> **Given problem**: In the text on singing and music in Islam, which forms of singing and music do all scholars unanimously hold to be prohibited?

> **Text segment**:
┌──
Muslims living in this part of the world should be creative enough to create music and songs that are totally free from sinful association, by devising halal alternative so that we can dispense with haram altogether. Therefore, we should not have any hesitation in inventing creative arts that are properly Islamic.
Finally, music in itself is merely a tool that can be those of good or bad….”

Islam Online, Questions and Answers – Muhammad and Ahman Kutty – 9 May 2005:
‘Listening to Western Music and Songs’

Islam Online – Ask the Scholar 

“…The whole issue of singing is controversial, whether it is with musical accompaniment or not. Some issues succeeded to gain the Muslim scholars’ agreement, while others failed. All scholars have unanimous view on the prohibition of all forms of singing and music that incites debauchery, indecency, or sin. As for musical instruments, given the weakness of the evidence indicating that they are forbidden, the rule to be applied here is the one states that all things are originally deemed permissible as long as there is no Shari`ah text that prohibits them.
Singing is no more than melodious words; if these are good, singing is considered good; but if they are bad, such singing is deemed bad. Talk that contains forbidden content is prohibited. What if that talk is accompanied with rhythm and melody?
Scholars agree on the permissibility of singing without instrumental accompaniment and where the content is not prohibited. (…)In the subject of musical instruments, scholars disagree on the matter.”
└──
Rows from a dataset
┌──
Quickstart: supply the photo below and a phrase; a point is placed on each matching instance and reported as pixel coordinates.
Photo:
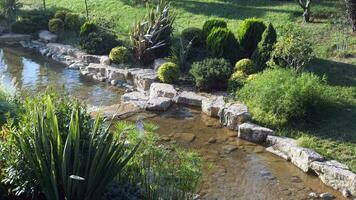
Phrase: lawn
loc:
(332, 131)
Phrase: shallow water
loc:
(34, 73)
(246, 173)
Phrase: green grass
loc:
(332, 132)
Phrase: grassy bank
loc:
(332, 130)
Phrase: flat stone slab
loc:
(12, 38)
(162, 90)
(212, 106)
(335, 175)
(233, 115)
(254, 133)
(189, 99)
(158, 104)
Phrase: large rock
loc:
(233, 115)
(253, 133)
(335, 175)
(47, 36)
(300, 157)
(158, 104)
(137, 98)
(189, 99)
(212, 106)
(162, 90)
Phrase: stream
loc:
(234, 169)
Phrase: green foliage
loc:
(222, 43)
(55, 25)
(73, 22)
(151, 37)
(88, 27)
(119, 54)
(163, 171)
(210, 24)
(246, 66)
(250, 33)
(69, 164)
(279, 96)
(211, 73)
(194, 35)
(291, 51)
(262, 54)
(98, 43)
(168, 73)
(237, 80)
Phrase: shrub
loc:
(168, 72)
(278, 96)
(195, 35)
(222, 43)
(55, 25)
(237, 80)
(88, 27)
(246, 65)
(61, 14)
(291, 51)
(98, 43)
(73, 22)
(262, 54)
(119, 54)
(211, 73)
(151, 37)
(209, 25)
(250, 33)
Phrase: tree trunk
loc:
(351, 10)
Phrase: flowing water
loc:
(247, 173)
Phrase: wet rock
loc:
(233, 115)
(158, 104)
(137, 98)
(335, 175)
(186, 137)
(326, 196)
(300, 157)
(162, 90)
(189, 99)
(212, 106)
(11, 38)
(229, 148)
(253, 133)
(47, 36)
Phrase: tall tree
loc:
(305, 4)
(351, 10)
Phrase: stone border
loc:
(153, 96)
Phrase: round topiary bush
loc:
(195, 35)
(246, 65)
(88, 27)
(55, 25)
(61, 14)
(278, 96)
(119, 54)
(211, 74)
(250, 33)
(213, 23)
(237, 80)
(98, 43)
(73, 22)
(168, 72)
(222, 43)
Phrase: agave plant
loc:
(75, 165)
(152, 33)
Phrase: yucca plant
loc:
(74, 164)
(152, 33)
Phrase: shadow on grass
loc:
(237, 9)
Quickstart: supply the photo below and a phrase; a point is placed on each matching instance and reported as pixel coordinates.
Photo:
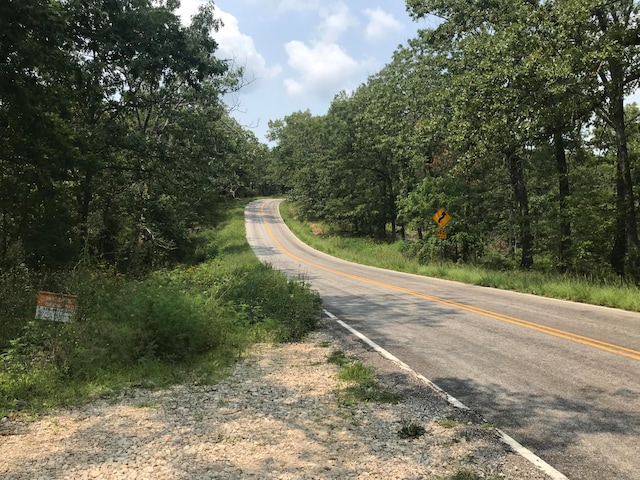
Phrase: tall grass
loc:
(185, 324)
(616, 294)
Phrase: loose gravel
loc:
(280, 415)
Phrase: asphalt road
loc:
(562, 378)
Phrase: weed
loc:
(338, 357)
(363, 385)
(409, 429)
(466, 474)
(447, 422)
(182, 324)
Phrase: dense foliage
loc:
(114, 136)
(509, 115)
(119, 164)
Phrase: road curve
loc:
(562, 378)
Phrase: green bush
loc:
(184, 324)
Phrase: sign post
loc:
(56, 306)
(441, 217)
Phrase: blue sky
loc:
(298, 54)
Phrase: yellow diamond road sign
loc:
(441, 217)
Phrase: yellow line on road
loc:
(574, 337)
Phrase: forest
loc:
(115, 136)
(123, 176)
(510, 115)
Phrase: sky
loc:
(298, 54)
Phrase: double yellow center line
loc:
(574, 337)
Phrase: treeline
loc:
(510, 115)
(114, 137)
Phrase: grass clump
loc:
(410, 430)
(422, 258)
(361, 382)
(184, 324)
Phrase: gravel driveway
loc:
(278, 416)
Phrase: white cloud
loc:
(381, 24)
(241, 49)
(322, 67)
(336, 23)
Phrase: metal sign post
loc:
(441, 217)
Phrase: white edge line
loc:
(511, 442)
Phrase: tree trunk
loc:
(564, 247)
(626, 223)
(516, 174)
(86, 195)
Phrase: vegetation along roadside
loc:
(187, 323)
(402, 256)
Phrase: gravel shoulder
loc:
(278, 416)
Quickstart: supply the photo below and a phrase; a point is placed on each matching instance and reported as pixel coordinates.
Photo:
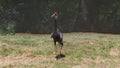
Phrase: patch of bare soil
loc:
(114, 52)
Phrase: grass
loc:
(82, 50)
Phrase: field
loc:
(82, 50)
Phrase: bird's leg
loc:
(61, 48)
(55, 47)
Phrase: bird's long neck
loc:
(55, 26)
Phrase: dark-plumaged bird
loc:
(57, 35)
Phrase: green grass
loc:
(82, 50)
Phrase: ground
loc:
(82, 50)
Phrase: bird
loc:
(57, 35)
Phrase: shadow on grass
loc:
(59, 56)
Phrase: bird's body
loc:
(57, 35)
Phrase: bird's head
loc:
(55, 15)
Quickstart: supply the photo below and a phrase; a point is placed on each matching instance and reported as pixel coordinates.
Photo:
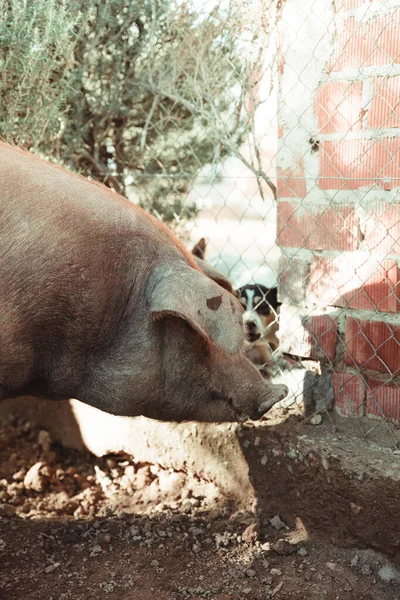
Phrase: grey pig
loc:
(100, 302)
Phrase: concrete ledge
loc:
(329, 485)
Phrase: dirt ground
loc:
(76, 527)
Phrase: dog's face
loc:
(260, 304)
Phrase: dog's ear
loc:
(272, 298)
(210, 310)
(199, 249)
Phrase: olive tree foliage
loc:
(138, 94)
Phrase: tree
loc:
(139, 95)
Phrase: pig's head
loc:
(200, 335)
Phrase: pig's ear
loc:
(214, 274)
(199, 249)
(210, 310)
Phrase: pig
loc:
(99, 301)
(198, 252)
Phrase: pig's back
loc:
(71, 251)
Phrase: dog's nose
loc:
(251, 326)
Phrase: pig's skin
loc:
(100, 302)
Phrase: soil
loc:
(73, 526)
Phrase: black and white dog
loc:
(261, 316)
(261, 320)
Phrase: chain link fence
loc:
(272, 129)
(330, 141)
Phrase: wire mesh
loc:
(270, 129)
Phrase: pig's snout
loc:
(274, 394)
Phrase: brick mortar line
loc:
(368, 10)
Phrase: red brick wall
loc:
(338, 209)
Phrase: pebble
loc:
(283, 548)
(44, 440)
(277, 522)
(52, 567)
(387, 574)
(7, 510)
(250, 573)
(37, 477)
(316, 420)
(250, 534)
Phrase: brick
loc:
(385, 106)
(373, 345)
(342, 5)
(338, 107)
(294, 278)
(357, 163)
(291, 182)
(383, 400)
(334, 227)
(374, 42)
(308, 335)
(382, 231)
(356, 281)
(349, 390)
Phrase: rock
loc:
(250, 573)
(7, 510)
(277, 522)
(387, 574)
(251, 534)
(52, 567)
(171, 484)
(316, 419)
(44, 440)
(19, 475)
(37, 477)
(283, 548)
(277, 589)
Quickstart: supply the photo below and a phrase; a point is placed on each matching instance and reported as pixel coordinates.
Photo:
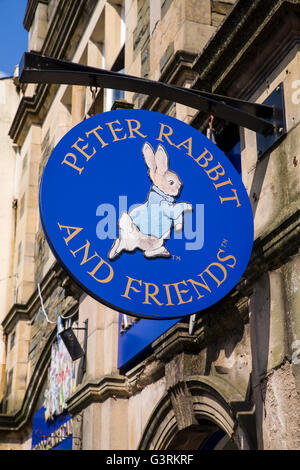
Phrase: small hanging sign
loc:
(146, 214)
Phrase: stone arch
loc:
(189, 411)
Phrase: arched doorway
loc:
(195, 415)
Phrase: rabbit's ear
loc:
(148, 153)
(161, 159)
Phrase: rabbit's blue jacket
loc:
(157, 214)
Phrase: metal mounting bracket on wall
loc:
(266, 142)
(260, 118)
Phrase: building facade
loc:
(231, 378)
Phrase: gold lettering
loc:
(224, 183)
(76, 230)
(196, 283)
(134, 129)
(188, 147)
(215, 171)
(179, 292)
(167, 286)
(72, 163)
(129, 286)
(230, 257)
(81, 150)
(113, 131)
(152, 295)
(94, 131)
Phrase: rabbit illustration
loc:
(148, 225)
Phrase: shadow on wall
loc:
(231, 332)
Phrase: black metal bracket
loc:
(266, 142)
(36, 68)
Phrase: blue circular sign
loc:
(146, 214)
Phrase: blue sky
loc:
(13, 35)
└──
> **Answer for the task**: All forms of singing and music that incite debauchery, indecency, or sin.